The United Kingdom has long flirted with the introduction of vocational education in schools but each time various initiatives have faded away. For the UK matters academic have always trumped vocational education.This all began to change in 1983 with the introduction by the Government of national pilot technical and vocational education programmes (TVEI) 14-19, which were funded centrally by the Department of Employment . Herefordshire was the first of a limited number of pilot proposals to be accepted. This was followed in 1988 by a national programme of inservice training (TRIST) to spread the lessons from the TVEIPilot programmes. In 1989 the whole TVEI programme was rolled out across the UK as TVEI Extension.
As we entered the early 1990’s it was clear that Government ministers wanted local authorities to pick up the running of these programmes and that national funding would taper off and finish by the mid 1990’s .
The Department of Employment challenged schemes to come up with TVEI replication proposals in order to plan for life after funding. Hereford and Worcester County Council had run TVEI Extension in six consortia of which the geographical County of Herefordshire was one.

———

* [Task instructions] Copy the passage on UK vocational education from "As we entered" up to and including "mid 1990’s .". The data that comes next is separate from this text.

———

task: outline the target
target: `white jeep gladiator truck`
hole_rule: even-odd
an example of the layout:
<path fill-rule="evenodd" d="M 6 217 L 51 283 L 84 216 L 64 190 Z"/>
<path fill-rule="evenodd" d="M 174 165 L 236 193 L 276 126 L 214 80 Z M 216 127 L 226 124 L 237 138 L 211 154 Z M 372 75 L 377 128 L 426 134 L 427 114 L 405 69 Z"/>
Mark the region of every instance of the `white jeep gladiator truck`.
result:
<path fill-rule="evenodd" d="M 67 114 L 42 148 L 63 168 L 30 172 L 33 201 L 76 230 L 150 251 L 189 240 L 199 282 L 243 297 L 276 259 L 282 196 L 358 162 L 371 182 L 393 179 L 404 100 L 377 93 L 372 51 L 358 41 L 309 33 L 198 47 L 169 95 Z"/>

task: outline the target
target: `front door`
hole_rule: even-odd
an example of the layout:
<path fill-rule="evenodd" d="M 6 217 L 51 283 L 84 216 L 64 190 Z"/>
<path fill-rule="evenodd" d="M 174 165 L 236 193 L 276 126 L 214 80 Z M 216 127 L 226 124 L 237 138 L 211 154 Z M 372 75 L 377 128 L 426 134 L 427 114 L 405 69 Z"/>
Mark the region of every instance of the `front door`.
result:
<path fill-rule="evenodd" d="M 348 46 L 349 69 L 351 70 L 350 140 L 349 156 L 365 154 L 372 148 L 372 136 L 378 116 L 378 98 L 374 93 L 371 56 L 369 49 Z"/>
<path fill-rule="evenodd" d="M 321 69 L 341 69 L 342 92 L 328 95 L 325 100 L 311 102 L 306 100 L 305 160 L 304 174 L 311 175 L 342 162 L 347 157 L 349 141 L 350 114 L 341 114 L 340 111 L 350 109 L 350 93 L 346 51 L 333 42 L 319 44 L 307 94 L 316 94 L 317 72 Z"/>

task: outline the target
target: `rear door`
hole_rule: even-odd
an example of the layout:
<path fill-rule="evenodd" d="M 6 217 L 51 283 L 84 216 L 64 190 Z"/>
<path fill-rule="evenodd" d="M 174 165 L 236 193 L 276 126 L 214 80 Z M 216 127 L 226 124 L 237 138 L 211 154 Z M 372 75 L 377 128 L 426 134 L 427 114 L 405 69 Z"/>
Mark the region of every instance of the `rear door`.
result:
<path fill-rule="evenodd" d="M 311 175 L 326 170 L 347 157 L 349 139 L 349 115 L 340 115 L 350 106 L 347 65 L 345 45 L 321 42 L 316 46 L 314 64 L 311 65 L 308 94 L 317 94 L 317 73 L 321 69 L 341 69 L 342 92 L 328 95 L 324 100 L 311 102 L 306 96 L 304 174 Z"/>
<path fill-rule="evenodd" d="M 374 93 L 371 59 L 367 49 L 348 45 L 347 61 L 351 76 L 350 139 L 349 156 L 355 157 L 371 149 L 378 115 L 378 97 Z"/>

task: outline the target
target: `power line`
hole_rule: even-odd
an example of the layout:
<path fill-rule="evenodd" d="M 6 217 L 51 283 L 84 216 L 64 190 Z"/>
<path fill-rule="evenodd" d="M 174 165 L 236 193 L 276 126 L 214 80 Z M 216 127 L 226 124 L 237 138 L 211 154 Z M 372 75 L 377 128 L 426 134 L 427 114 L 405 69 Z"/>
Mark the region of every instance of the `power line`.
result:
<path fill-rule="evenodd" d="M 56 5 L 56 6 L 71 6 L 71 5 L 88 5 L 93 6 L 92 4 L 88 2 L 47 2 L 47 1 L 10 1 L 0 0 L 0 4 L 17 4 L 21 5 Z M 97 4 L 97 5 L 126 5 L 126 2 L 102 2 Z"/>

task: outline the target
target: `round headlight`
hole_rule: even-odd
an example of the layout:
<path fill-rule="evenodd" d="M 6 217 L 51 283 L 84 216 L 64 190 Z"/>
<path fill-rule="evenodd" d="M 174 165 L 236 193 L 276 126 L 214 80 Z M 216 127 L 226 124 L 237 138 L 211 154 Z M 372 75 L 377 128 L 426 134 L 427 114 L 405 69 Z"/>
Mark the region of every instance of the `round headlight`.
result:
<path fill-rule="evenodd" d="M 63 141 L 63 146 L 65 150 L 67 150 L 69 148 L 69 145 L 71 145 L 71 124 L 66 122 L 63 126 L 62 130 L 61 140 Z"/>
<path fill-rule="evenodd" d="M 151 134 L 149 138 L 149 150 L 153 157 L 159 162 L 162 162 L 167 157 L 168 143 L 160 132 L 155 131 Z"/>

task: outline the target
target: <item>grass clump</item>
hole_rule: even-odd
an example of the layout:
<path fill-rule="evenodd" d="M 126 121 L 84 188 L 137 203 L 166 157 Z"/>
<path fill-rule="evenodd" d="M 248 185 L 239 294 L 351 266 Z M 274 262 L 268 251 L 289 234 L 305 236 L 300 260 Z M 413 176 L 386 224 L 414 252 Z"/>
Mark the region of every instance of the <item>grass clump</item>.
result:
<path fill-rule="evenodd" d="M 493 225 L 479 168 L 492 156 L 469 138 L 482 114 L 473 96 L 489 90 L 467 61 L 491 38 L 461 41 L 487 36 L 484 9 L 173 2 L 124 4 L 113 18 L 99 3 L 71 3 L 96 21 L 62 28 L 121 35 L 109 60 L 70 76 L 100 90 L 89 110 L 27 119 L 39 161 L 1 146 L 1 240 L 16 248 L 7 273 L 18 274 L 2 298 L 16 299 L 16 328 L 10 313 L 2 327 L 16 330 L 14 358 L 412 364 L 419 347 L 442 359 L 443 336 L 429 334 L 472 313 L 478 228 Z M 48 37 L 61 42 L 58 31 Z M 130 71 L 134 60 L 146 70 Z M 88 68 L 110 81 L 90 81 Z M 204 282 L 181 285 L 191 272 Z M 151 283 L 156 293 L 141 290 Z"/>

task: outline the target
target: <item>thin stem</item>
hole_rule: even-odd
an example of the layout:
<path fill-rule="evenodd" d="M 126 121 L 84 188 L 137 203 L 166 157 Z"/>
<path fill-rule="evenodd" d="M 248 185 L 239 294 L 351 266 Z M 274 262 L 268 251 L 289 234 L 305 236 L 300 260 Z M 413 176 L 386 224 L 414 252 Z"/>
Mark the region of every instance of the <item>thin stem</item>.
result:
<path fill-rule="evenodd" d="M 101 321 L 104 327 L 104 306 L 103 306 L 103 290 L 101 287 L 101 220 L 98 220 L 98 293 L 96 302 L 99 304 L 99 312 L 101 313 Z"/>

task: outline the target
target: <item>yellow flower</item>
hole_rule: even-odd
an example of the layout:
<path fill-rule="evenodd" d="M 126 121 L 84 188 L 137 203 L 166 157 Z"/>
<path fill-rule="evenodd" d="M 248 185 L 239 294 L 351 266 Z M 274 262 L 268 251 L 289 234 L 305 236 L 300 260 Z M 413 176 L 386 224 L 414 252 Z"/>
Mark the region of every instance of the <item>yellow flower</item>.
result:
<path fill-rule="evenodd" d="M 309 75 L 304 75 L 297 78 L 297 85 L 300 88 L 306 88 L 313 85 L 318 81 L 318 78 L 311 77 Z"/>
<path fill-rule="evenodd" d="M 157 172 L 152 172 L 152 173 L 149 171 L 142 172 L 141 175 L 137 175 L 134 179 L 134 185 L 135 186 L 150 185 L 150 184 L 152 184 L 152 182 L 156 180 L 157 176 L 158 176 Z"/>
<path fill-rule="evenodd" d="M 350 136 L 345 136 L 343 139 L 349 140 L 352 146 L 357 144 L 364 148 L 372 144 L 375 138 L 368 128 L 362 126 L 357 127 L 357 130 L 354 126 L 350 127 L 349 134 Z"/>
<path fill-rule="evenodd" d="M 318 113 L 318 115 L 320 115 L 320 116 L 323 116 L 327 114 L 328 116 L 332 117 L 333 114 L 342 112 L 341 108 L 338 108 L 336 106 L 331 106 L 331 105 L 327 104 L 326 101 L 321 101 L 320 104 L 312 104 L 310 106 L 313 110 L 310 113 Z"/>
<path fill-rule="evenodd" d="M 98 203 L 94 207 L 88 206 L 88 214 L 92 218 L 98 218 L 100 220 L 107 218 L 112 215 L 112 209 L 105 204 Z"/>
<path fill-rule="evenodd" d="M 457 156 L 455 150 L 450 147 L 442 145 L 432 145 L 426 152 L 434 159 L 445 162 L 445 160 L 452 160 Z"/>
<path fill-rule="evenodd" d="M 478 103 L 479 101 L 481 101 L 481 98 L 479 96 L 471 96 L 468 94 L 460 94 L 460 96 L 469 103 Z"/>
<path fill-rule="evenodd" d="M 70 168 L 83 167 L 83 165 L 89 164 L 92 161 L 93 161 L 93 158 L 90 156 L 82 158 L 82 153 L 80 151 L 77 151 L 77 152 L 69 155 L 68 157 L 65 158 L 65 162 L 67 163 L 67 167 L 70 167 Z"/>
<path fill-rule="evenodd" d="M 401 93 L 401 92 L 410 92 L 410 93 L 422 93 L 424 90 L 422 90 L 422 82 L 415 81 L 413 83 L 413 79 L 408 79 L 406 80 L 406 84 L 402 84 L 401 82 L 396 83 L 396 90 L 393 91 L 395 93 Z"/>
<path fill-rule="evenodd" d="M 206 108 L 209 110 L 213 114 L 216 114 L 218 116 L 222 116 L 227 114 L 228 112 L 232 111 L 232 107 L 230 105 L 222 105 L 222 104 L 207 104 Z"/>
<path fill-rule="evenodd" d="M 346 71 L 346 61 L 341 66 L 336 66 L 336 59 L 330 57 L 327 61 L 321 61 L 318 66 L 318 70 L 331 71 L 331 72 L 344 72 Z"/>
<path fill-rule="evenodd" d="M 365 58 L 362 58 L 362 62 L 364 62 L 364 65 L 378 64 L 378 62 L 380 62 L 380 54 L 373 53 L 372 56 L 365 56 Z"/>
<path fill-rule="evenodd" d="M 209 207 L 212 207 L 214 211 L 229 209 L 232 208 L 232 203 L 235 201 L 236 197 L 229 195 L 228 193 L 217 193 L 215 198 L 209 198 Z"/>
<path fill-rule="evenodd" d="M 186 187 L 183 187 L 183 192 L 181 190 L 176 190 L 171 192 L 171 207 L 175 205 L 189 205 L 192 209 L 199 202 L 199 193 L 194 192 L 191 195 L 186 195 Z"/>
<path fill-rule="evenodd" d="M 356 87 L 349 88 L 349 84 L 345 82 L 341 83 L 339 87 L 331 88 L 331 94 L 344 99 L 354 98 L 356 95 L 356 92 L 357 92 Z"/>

———

* [Answer area]
As we entered the early 1990’s it was clear that Government ministers wanted local authorities to pick up the running of these programmes and that national funding would taper off and finish by the mid 1990’s .